• YOUR OBJECTIVE:
Go through the entries below and print each one exactly, leaving out pictures.

• DATA EXCERPTS:

begin

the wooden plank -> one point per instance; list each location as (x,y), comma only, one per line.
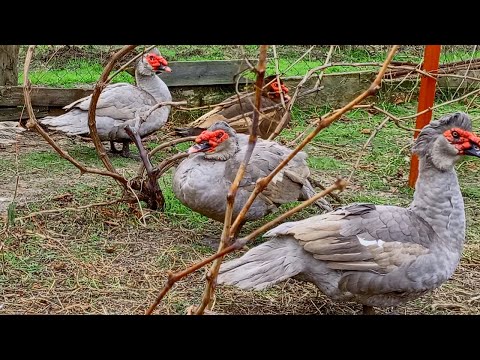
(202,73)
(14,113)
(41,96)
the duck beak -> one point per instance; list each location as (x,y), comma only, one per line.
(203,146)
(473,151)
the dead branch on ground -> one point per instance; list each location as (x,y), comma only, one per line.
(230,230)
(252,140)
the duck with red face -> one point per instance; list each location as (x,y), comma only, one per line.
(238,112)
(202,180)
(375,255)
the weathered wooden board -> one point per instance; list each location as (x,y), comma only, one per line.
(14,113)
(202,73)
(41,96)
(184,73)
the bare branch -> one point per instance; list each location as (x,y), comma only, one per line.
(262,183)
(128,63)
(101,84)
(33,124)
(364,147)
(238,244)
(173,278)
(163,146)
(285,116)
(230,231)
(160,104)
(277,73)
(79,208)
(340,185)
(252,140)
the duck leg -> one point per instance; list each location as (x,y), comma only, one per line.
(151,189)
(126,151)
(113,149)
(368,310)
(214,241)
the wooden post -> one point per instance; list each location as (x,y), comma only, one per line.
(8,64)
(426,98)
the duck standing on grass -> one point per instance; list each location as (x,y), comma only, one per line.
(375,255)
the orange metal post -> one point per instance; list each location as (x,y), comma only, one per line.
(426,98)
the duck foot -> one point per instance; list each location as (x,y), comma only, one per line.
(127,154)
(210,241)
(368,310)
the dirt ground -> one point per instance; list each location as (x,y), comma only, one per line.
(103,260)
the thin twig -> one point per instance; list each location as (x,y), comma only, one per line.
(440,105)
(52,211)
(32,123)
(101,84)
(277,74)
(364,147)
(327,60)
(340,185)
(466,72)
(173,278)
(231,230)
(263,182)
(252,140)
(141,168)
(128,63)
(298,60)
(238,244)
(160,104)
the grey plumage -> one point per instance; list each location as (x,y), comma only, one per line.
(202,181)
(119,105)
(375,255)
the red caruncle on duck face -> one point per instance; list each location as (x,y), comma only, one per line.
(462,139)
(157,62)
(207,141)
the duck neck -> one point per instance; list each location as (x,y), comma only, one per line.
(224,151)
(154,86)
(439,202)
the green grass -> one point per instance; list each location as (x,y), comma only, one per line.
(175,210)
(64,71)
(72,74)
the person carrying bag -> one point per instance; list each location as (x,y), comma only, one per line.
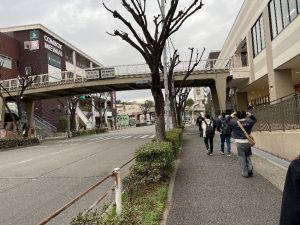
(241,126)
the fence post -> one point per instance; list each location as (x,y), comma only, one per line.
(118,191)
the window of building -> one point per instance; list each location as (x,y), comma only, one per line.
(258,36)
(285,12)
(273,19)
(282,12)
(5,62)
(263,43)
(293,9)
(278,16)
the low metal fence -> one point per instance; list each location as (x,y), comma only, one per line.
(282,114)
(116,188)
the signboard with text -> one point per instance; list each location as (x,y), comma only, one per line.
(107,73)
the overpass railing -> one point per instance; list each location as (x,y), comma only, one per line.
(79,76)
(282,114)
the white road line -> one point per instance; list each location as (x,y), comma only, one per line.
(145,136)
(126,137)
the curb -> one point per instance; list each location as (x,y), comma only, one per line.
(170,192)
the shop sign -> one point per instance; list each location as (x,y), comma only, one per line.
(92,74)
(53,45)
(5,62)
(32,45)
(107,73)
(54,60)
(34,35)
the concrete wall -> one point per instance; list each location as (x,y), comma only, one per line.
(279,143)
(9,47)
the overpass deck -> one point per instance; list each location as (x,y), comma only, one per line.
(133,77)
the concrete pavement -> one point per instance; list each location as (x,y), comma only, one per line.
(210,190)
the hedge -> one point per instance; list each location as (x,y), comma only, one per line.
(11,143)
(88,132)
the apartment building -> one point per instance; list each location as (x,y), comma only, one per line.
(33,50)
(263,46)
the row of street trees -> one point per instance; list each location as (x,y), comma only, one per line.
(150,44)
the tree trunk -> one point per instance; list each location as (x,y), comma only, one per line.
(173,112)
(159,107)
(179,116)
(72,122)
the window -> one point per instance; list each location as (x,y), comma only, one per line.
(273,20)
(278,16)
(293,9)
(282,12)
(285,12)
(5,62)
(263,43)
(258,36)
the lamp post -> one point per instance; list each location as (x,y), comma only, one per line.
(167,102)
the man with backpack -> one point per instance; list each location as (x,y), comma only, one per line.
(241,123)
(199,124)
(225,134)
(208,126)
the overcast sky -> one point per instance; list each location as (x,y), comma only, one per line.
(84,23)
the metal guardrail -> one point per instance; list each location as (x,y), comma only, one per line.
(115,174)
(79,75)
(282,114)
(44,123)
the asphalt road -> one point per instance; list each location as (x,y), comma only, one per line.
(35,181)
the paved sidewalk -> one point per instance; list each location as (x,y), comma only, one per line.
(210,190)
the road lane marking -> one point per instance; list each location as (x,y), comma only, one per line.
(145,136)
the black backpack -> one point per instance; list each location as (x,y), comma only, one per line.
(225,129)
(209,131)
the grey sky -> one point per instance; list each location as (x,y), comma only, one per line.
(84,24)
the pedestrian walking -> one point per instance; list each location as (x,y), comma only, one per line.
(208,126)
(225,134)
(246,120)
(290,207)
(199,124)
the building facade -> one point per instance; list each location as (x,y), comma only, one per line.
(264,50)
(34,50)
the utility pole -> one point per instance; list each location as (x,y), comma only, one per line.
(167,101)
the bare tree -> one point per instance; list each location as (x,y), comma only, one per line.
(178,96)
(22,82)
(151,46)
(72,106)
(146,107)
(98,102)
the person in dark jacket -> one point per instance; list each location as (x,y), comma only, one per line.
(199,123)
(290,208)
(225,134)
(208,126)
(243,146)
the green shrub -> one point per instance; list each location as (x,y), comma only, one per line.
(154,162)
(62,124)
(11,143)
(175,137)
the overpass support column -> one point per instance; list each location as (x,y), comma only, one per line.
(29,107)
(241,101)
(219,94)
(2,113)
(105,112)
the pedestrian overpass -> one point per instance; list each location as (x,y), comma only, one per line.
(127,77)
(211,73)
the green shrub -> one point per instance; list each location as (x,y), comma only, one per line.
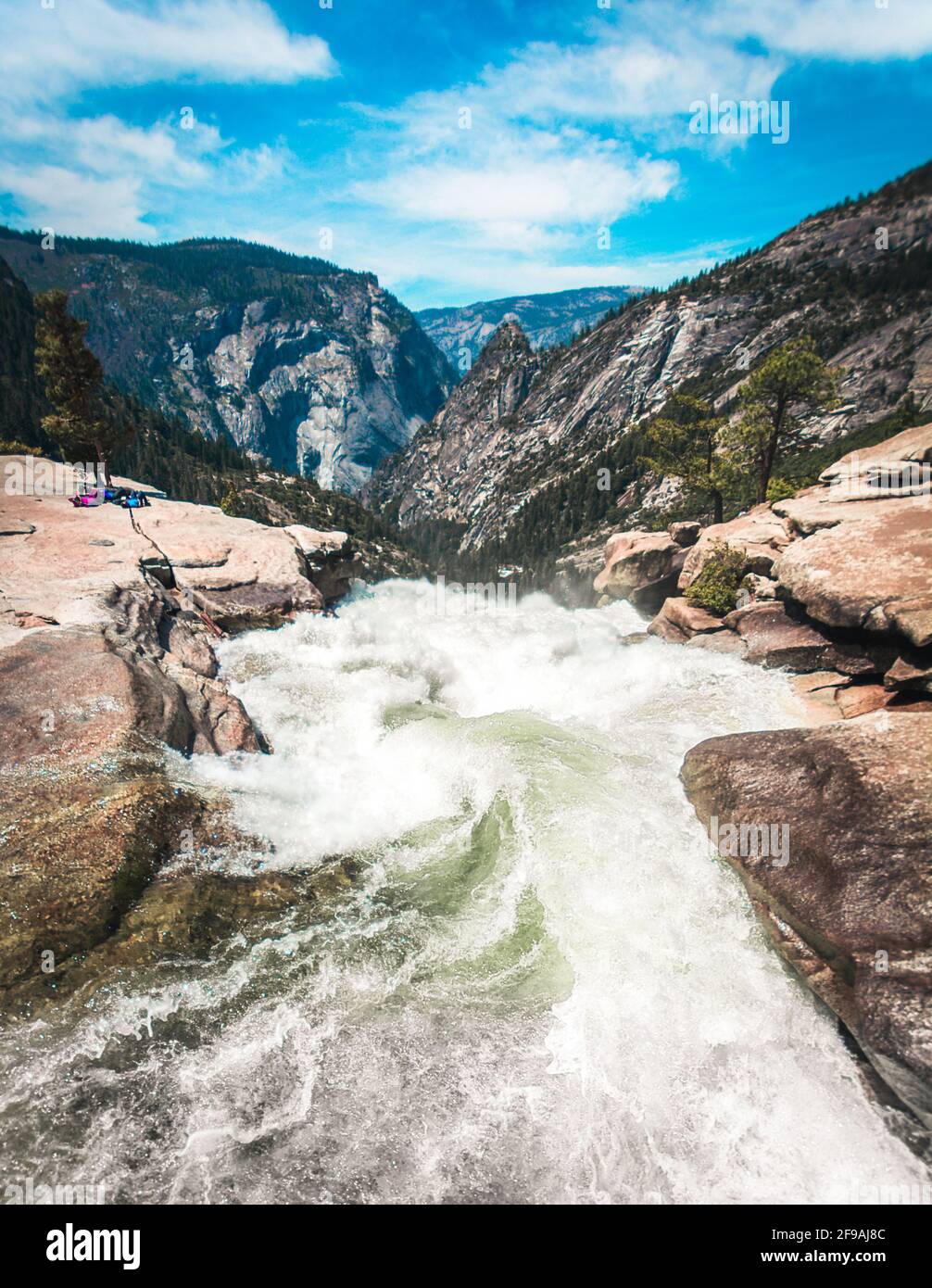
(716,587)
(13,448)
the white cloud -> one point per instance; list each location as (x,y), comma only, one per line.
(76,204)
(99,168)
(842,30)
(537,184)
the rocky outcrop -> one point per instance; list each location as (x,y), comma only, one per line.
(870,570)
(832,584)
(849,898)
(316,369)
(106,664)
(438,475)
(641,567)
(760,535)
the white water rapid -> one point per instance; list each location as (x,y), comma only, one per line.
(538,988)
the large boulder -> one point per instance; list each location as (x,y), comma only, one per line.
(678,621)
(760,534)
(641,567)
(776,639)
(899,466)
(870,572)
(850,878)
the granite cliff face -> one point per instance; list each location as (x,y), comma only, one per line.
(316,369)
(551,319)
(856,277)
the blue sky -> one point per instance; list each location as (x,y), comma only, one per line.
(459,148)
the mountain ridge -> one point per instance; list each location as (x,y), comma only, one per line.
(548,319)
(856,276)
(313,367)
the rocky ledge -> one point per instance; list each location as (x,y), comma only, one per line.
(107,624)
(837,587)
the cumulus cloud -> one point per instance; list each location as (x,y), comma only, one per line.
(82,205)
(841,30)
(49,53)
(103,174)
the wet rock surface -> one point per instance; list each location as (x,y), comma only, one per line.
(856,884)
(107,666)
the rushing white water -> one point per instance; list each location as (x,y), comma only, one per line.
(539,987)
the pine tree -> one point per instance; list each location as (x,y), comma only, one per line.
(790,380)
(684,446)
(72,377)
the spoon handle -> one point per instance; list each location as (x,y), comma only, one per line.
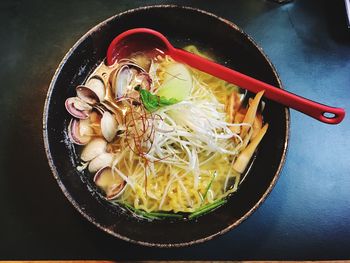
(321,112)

end

• RESULT BELOW:
the wooden plank -> one point per instance; list each location as (x,y), comma only, one per line.
(202,73)
(14,113)
(41,96)
the duck beak -> one point per instance; list each location as (x,y), comma only, one per line.
(203,146)
(473,151)
the dead branch on ground -> one point per instance; list each location as (x,y), comma only, one per line.
(230,230)
(252,140)
the duck with red face -> one point per instance; list each location as (x,y), comma only, one per line.
(238,112)
(202,180)
(375,255)
the weathered wooden board -> one point per instance; list each location as (x,y), comma only, one per line.
(14,113)
(202,73)
(41,96)
(184,73)
the bare branch -> one point per instance; list each location as (x,y), comma only, one per line.
(262,183)
(128,63)
(101,84)
(33,124)
(364,147)
(238,244)
(173,278)
(163,146)
(285,116)
(230,231)
(160,104)
(277,73)
(79,208)
(340,185)
(252,140)
the duck leg -> one point per instance; list each location as (x,y), comma only, one per line.
(151,189)
(126,151)
(113,149)
(368,310)
(214,241)
the wooden post -> one point per instance; list each location as (x,y), comma only, one per line.
(8,64)
(426,98)
the duck standing on grass -> one point per instance; list each location as (x,y), comma only, one per line.
(375,255)
the orange metal post -> one point per instance; list each location as (x,y), comma only, one per line.
(426,98)
the duck foot -> one point per instance; list each location as (x,y), comma only, one per line.
(127,154)
(210,241)
(368,310)
the dirt ground -> one point per instance; list each location as (x,y), comma only, one per line.
(103,260)
the thin twig -> one point per instance; list each location as (x,y), comma only, one per line.
(440,105)
(52,211)
(32,123)
(101,84)
(277,74)
(364,147)
(327,60)
(340,185)
(466,72)
(173,278)
(231,230)
(263,182)
(252,140)
(141,168)
(128,63)
(298,60)
(238,244)
(160,104)
the grey plumage -> one point per instance; list each location as (x,y), comma only, one per line.
(202,181)
(119,105)
(375,255)
the red caruncle on duck face -> one point per instance; list each location as (x,y), comma only, one per line.
(462,139)
(157,62)
(207,141)
the duck neck -> one point per instance; list each location as (x,y), comma only, one per line.
(224,151)
(154,86)
(439,202)
the green grass -> one point per instance; list each location as (x,y), comma only, one per line.
(175,210)
(64,71)
(72,74)
the person carrying bag -> one point per instance; list each location as (x,y), comma only, one per line.
(241,126)
the fence post -> one point per instance; list each location as (x,y), comma only, one per line.
(118,191)
the window of building -> one point per instance; list each location as (x,y), comma only, one per line.
(258,36)
(285,12)
(273,19)
(282,12)
(5,62)
(263,43)
(293,9)
(278,16)
the low metal fence -> one point per instance; list each location as (x,y), comma only, one per line.
(282,114)
(116,188)
the signboard with text -> one point per instance; list each location as (x,y), comma only, one per line.
(107,73)
the overpass railing -> one point per instance; list each location as (x,y), comma only, one per line.
(79,76)
(282,114)
the white road line -> one point per instance; list each location as (x,y), comma only, one per line.
(145,136)
(126,137)
the curb -> one point per instance; list each location as (x,y), comma only, one per line.
(170,192)
the shop sign -> one point per instance; list each location as (x,y), comma only, one per line.
(92,74)
(53,45)
(5,62)
(32,45)
(107,73)
(54,60)
(34,35)
the concrete wall -> one point per instance; list each location as (x,y), comma only, one per line.
(279,143)
(9,47)
the overpass deck -> one point per instance; list each location as (x,y), comma only, one per line.
(133,77)
the concrete pavement -> one point per instance; list each location as (x,y), comma only, one per line.
(210,190)
the hedge -> one point per instance; list each location as (x,y), comma only, one per line.
(11,143)
(88,132)
the apartment building -> one point per instance; list each location as (x,y), comma only, one per line.
(33,50)
(263,46)
the row of street trees -> one point per instance; list each location as (x,y), comma only, one per line.
(150,44)
the tree trunk -> one point per instance; list each location as (x,y), comma only, one per line.
(173,112)
(159,107)
(179,116)
(72,122)
the window -> one point per instance; list each location as (x,y), comma only, one per line.
(273,20)
(278,16)
(293,9)
(282,12)
(285,12)
(5,62)
(263,43)
(258,36)
the lamp post -> one point per instance; list each location as (x,y), comma only, one per line.
(167,102)
the man with backpack -> one point per instance; list each location as (x,y), comma only, one per line.
(241,123)
(199,124)
(225,134)
(208,126)
the overcast sky -> one point per instance; list each location as (x,y), comma only, one per line.
(84,23)
the metal guardrail -> one point per instance; list each location as (x,y), comma only, one per line.
(115,174)
(79,75)
(282,114)
(44,123)
the asphalt road -> one point per instance; list each location as (x,y), comma only, one per line.
(35,181)
the paved sidewalk -> one point per instance; list each location as (x,y), comma only, one per line.
(210,190)
the road lane marking -> one point per instance; list each location as (x,y), comma only, one per line.
(145,136)
the black backpack -> one point per instance; list each location as (x,y), comma only, one per line.
(225,129)
(209,131)
the grey sky -> one point per instance; list each location as (x,y), comma only, one per line.
(84,24)
the pedestrian walking -> one point per instance; list each location as (x,y), comma only, one per line.
(208,126)
(225,134)
(246,120)
(290,207)
(199,124)
the building facade -> one point per instance; list each location as (x,y), comma only, one per line.
(264,50)
(34,50)
the utility pole -> one point per instance; list each location as (x,y), comma only, one per line.
(167,101)
the bare tree -> one point per instance; list each location as (x,y), comma only, one per line.
(178,96)
(22,82)
(151,46)
(72,106)
(146,107)
(98,102)
the person in dark jacket -> one point per instance; list each location as (x,y), comma only, one per line.
(199,123)
(290,208)
(225,134)
(208,126)
(243,146)
the green shrub -> one point per instance; list each location as (x,y), comma only, one per line.
(154,162)
(62,124)
(11,143)
(175,137)
the overpass support column -> one point per instance; list each location as (x,y), comma only, one per line.
(29,107)
(241,101)
(219,94)
(2,113)
(105,112)
the pedestrian overpass -> one point per instance; list each location as (x,y), comma only, one per line.
(127,77)
(211,73)
the green shrub -> one point per instance; list each location as (x,y), comma only, one per line.
(716,587)
(13,448)
the white cloud -> one point per instance; list each location as (x,y), comma only, one per line.
(76,204)
(99,168)
(842,30)
(537,184)
the rocky outcrop -> one point per instance; list each location as (x,y), comma only, one per line.
(870,570)
(832,584)
(849,898)
(316,369)
(106,664)
(438,475)
(641,567)
(760,535)
the white water rapid -> one point per instance; list each location as (x,y), comma only, one per line.
(538,988)
the large boulder -> one point per instance; list each location as (x,y), comma only, one per line.
(678,621)
(760,534)
(641,567)
(776,639)
(899,466)
(870,572)
(850,878)
the granite cliff face -> one point per instance; list each location as (x,y), comma only, one per line.
(316,369)
(551,319)
(856,277)
the blue sky -> one point per instance; list each location as (x,y), comma only, one per line.
(459,148)
the mountain ridge -> one point per instance; list each location as (x,y), comma only, one per line.
(548,319)
(856,276)
(313,367)
the rocky ledge -> one point per instance; list each location as (x,y), comma only, one per line.
(107,624)
(837,587)
the cumulus cloud -> one point per instance; list each location as (x,y), comma only, one per line.
(82,205)
(841,30)
(49,53)
(103,174)
the wet rock surface -> one point per instance; list each location as (x,y), comma only, one per line.
(856,884)
(107,666)
the rushing white water -> one point per instance; list each location as (x,y), comma only, one per line.
(539,987)
the pine tree -> one point per instance; list each location as (x,y), comma only, one per line.
(790,380)
(684,446)
(72,377)
the spoon handle -> one point per instance; list each location as (x,y), comma only, one per line.
(321,112)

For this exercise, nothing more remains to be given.